BEGIN Document
# What Traditional Bow Do You Use?



## dadsbuckshot (Oct 26, 2008)

OK - I am looking to get back into traditional bowhunting for the first time in about 10 years. I am tired of all the gadgets that go along with compounds and want to come back to the simplicity of good ol' traditional.

Anyhow, I am wanting to get a feel for what type of traditional bows you all are using out there now. 

What make of traditional bow do you use?
What poundage do you use?
Picutures would be a plus...

Thanks for all your input in advance...


----------



## bam_bam (Oct 27, 2008)

I got a martin savanna 50@28 








and one of these, a black locust selfbow somewhere around 60@27






and last but not least a Bitterroot custom by Red Chaves
just like the bottom one in this pic


----------



## Al33 (Oct 27, 2008)

My go to bow this year is my Jodie Cole longbow, 64", 57# @ 28". Although I have both recurves and longbows, I prefer the longbows but for most of my archery years it was recurves.


----------



## bam_bam (Oct 27, 2008)

I enjoy the longbows better also Al


----------



## BGBH (Oct 27, 2008)

I LIKE EM ALL.....  JUST SOME BETTER THAN OTHERS.....I'm a longbow guy most of the time(at least here lately)but have been known to sneak out my recurve when my longbows aint looking..lol

If I was you & just getting back into it,I'd stay around the 50lb range as far as draw weight....it'll kill just about anything out there & won't kill ya to shoot it all day..Best thing to do would probably get together with some of these fine people on here & shoot some of theirs to see what ya might like......probably save ya some money in the long run...


----------



## Silver Mallard (Oct 27, 2008)

I own a Pronghorn custom takedown by Herb Meland. It is 53#@28", and I also have a ThunderStick X by Jim Reynolds. It is 54# @28". Both longbows are accurate, fast and virtually noise free. I also own two older Bear recurves but i hardly ever shoot them. I like the feel of the longbow much better.
END Document
BEGIN Material provided
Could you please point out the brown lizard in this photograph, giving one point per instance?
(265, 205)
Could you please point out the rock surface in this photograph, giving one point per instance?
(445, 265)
END Material provided
# What is expected
List the username of each person who posted in the traditional bow thread, naming each one only once. The material placed after the thread stands on its own and is not part of the thread.

# Full output
dadsbuckshot
bam_bam
Al33
BGBH
Silver Mallard